Text passage:
....................

Обсуждение: Are we the first OSS database with parallel query?

Поиск
Список
Период
Сортировка

Are we the first OSS database with parallel query?

От
Josh Berkus
Дата:
I suspect not, but I can't think of another example right now.

--
--
Josh Berkus
Red Hat OSAS
(any opinions are my own)


Re: Are we the first OSS database with parallel query?

От
James Keener
Дата:
What about things like Apache Drill and EventQL?

On Fri, Aug 26, 2016 at 8:41 PM, Josh Berkus <josh@agliodbs.com> wrote:
I suspect not, but I can't think of another example right now.

--
--
Josh Berkus
Red Hat OSAS
(any opinions are my own)


--
Sent via pgsql-advocacy mailing list (pgsql-advocacy@postgresql.org)
To make changes to your subscription:
http://www.postgresql.org/mailpref/pgsql-advocacy

Re: Are we the first OSS database with parallel query?

От
David Fetter
Дата:
On Fri, Aug 26, 2016 at 08:41:15PM -0400, Josh Berkus wrote:
> I suspect not, but I can't think of another example right now.

There are a fair number that beat us to that punch (GPDB, HadoopDB,
etc.)

We're the first with a liberal license, though. :)

Best,
David.
--
David Fetter <david(at)fetter(dot)org> http://fetter.org/
Phone: +1 415 235 3778  AIM: dfetter666  Yahoo!: dfetter
Skype: davidfetter      XMPP: david(dot)fetter(at)gmail(dot)com

Remember to vote!
Consider donating to Postgres: http://www.postgresql.org/about/donate


Re: Are we the first OSS database with parallel query?

От
Josh Berkus
Дата:
On 08/29/2016 11:39 AM, David Fetter wrote:
> On Fri, Aug 26, 2016 at 08:41:15PM -0400, Josh Berkus wrote:
>> I suspect not, but I can't think of another example right now.
>
> There are a fair number that beat us to that punch (GPDB, HadoopDB,
> etc.)

....................

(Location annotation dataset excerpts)
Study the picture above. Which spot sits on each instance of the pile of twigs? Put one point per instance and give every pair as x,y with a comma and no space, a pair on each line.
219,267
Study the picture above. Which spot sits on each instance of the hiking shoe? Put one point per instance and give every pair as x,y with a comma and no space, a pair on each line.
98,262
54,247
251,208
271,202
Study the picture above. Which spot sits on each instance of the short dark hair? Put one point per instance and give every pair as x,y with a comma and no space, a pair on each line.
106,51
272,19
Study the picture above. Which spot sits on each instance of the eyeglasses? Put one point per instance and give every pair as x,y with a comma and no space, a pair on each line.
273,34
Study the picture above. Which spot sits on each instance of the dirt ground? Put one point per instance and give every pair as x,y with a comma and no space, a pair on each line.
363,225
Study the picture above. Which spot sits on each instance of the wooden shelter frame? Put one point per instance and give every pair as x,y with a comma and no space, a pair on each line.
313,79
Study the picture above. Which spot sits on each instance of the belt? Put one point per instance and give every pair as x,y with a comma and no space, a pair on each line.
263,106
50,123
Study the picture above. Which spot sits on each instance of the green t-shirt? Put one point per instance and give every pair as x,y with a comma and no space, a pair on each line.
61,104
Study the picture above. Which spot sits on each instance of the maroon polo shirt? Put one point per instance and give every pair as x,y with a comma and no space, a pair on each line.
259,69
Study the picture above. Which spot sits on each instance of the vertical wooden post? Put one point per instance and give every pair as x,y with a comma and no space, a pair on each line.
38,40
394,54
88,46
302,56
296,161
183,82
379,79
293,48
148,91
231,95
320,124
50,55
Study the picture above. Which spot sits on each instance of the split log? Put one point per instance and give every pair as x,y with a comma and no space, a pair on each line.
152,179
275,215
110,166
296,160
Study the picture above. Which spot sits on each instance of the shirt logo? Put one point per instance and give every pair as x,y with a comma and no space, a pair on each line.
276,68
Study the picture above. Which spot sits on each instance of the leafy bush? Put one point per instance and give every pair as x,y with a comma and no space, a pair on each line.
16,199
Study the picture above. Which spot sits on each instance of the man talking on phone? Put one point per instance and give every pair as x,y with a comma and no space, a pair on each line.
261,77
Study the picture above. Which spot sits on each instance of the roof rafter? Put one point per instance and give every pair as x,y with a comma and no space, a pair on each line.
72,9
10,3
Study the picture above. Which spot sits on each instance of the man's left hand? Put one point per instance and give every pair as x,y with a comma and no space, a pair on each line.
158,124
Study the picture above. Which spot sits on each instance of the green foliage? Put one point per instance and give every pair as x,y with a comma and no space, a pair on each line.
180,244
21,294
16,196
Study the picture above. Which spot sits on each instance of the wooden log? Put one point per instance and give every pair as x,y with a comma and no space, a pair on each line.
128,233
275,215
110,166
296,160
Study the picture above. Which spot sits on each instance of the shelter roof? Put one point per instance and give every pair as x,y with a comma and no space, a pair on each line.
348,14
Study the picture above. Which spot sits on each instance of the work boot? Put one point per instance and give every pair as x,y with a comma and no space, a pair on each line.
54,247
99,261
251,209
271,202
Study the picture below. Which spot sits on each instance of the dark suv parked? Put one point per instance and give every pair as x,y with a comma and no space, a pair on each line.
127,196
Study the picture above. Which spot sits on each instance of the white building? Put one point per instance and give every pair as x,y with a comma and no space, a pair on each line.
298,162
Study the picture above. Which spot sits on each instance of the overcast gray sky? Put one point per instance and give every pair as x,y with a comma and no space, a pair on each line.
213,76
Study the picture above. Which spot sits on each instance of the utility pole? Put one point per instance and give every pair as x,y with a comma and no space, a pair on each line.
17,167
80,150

....................

What the task requires: Repeat word for word the part of the mailing list thread about parallel query that begins at the words "We're the first" and stops after "Remember to vote!".

Task response:
We're the first with a liberal license, though. :)

Best,
David.
--
David Fetter <david(at)fetter(dot)org> http://fetter.org/
Phone: +1 415 235 3778  AIM: dfetter666  Yahoo!: dfetter
Skype: davidfetter      XMPP: david(dot)fetter(at)gmail(dot)com

Remember to vote!